• Dataset items:
....................

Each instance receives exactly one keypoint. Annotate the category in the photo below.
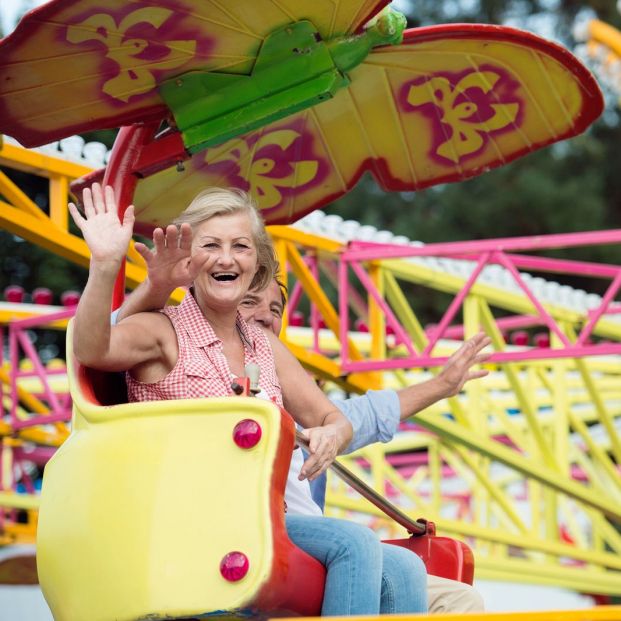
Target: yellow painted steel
(523, 465)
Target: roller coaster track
(524, 465)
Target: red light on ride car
(247, 433)
(42, 295)
(14, 293)
(234, 566)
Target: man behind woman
(195, 349)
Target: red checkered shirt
(202, 369)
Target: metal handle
(412, 526)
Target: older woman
(195, 350)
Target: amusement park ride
(294, 102)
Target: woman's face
(232, 263)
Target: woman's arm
(327, 429)
(94, 342)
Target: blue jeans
(364, 575)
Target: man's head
(265, 307)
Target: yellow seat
(144, 500)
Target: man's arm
(375, 416)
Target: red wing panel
(74, 66)
(450, 103)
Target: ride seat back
(144, 501)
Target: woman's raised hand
(323, 446)
(171, 264)
(106, 236)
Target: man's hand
(171, 264)
(457, 370)
(106, 236)
(323, 446)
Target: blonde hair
(227, 201)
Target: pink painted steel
(455, 305)
(367, 251)
(493, 252)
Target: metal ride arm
(249, 385)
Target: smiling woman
(196, 349)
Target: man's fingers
(128, 217)
(87, 201)
(186, 237)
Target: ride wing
(76, 66)
(450, 103)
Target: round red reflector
(247, 433)
(234, 566)
(14, 293)
(69, 298)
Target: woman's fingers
(171, 237)
(143, 251)
(159, 240)
(108, 200)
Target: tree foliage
(573, 186)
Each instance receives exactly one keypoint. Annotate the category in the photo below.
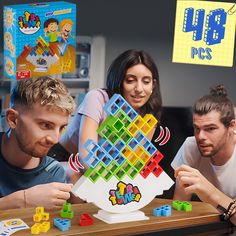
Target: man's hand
(192, 181)
(50, 196)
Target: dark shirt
(13, 178)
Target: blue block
(62, 224)
(162, 211)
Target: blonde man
(39, 111)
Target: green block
(92, 174)
(138, 165)
(66, 211)
(186, 206)
(177, 205)
(113, 167)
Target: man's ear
(11, 117)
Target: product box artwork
(39, 39)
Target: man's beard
(31, 151)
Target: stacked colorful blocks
(124, 148)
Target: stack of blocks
(123, 148)
(66, 212)
(182, 206)
(39, 216)
(62, 224)
(162, 211)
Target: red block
(85, 219)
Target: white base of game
(112, 218)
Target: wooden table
(202, 215)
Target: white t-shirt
(223, 177)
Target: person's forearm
(221, 202)
(14, 200)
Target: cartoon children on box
(51, 29)
(66, 28)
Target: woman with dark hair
(134, 75)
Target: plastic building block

....................

• ASSIGNMENT:
Write out, word for word, the lines from the one containing "Target: stacked colorful blocks" through the end of the records, with no other lines.

• RESULT BELOW:
Target: stacked colorful blocks
(124, 148)
Target: stack of blocks
(123, 148)
(66, 212)
(182, 206)
(39, 216)
(62, 224)
(162, 211)
Target: red block
(85, 219)
Target: white base of game
(112, 218)
Target: wooden table
(202, 215)
Target: white t-shirt
(223, 177)
Target: person's forearm
(221, 202)
(14, 200)
Target: cartoon children on box
(51, 29)
(66, 28)
Target: woman with dark hair
(134, 75)
Target: plastic building block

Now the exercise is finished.